§ Directive a
Repeat the stretch of the records from the line containing "[point] every instance of the paving" through the end of the records, word for word.

§ Document text
[start]

Queensland Police allege the 21-year-old sold information from a database he hacked at the game company to players who wanted to launch attacks on their opponents to thwart their game play.

They allege he sold players' internet protocol (IP) addresses, so they could be used to launch denial-of-service attacks on opponents' internet routers, causing their internet connection speed to slow and deteriorating their ability to play online games.

Police have not confirmed if the man also offered to carry out the denial-of-service attacks.

"What this guy allegedly did was set up his own website where you could purchase or get access to the IP addresses of other players," said Detective Superintendent Brian Hay from Queensland Police's fraud and cybercrime group.

"The idea [of selling IP addresses] being that you can facilitate a denial-of-service attack on opponents and slow down the speed at which they can play the game."

IP addresses, or internet protocol addresses, are assigned to users by their internet providers and are used by computers and home routers to connect to the internet.

Once an attacker knows the IP address of a player's router, they can essentially knock them offline by overloading their connection.

Detective Superintendent Hay said he couldn't name the US company that was attacked, but said that it would be revealed in court documents on April 8, when the 21-year-old Kingaroy man fronts Maryborough Magistrates Court.

Police allege the man illegally accessed the US company's computer databases and files, and hacked the company's Twitter account, where he allegedly posted confidential information and screenshots.

The man has been charged with computer hacking and misuse, fraud, and property offences. Police allege the offences occurred between July 14 and 26, 2013.

He was bailed on Wednesday.

Detective Superintendent Hay said it was one of the first known cases in Australia where denial-of-service had been used to attack home routers.

Such attacks were usually launched on web servers owned by large companies, he said.

[end]

§ Material shown
[start]

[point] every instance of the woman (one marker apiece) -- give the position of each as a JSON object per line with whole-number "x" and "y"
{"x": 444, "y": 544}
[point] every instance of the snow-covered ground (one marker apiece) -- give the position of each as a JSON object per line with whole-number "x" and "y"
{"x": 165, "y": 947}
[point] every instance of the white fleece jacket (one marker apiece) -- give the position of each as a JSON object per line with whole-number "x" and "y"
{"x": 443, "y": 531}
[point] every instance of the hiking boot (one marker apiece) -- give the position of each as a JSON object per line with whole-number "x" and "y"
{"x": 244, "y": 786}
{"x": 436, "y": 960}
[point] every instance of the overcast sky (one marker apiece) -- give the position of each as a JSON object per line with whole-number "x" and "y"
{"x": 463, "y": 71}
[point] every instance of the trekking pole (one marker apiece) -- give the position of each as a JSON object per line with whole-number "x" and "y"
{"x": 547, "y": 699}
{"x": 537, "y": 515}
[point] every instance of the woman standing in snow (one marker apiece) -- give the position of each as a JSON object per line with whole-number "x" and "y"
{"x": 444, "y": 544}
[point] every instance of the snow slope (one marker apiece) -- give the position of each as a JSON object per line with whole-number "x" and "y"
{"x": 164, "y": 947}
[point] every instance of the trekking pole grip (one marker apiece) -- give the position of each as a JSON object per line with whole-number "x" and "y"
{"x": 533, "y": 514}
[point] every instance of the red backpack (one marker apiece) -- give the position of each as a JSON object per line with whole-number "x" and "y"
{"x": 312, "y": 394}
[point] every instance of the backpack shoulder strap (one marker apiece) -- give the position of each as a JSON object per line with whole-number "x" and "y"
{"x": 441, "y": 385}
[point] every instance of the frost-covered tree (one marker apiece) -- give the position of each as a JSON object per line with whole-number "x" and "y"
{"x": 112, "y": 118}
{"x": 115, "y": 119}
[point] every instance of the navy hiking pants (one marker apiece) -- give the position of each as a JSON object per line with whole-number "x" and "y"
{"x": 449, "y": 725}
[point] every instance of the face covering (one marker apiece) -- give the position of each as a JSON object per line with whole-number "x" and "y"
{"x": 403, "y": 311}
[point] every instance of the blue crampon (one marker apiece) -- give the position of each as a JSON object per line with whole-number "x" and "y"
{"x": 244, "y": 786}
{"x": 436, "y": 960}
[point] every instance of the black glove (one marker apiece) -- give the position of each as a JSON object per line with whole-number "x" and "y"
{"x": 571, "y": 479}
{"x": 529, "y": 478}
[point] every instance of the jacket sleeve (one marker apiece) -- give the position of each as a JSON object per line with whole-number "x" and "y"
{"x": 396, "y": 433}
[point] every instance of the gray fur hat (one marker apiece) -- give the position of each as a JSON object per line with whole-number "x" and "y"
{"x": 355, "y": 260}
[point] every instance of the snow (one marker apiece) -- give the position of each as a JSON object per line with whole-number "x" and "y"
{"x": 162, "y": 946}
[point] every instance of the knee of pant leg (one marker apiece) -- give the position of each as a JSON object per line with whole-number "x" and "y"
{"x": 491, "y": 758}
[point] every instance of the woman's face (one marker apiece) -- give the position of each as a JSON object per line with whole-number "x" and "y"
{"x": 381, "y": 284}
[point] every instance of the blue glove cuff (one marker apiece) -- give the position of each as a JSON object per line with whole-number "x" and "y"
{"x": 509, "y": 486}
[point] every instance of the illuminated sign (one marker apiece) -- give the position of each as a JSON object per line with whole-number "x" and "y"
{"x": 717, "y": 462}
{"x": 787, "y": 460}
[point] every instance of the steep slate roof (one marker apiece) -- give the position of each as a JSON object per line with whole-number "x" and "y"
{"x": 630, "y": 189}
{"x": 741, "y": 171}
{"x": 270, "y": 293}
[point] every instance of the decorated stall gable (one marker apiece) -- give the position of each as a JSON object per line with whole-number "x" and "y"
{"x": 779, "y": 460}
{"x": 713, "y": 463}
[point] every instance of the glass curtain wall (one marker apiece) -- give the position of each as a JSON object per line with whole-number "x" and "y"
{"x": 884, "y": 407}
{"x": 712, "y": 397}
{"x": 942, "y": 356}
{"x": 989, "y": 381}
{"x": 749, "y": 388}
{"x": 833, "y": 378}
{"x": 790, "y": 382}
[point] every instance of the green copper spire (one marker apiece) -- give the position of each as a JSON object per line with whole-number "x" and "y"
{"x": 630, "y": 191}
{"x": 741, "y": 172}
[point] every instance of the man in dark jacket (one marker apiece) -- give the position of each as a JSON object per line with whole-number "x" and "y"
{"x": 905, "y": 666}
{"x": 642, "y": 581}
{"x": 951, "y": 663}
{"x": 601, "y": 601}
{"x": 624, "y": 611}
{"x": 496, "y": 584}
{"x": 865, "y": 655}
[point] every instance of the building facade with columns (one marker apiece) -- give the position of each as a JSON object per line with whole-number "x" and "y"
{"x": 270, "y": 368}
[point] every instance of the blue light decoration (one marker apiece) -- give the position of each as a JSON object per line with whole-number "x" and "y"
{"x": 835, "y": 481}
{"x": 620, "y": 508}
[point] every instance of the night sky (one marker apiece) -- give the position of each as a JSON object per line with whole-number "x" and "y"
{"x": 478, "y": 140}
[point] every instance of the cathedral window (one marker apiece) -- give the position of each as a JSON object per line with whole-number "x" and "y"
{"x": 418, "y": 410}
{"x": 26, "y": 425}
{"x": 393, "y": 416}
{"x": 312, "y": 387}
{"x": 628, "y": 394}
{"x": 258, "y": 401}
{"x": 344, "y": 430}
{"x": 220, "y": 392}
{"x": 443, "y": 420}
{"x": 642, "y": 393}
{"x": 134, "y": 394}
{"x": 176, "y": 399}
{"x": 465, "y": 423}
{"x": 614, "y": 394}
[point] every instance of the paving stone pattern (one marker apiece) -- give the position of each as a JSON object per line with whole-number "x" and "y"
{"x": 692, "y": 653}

[end]

§ Directive b
Reproduce verbatim the stretch of the article on the game company hacking case from "IP addresses, or" through "overloading their connection.".

§ Written answer a
[point] every instance of the paving stone pattern (one marker apiece) -- give the position of each as a JSON object per line with whole-number "x" and "y"
{"x": 692, "y": 653}

§ Written answer b
IP addresses, or internet protocol addresses, are assigned to users by their internet providers and are used by computers and home routers to connect to the internet.

Once an attacker knows the IP address of a player's router, they can essentially knock them offline by overloading their connection.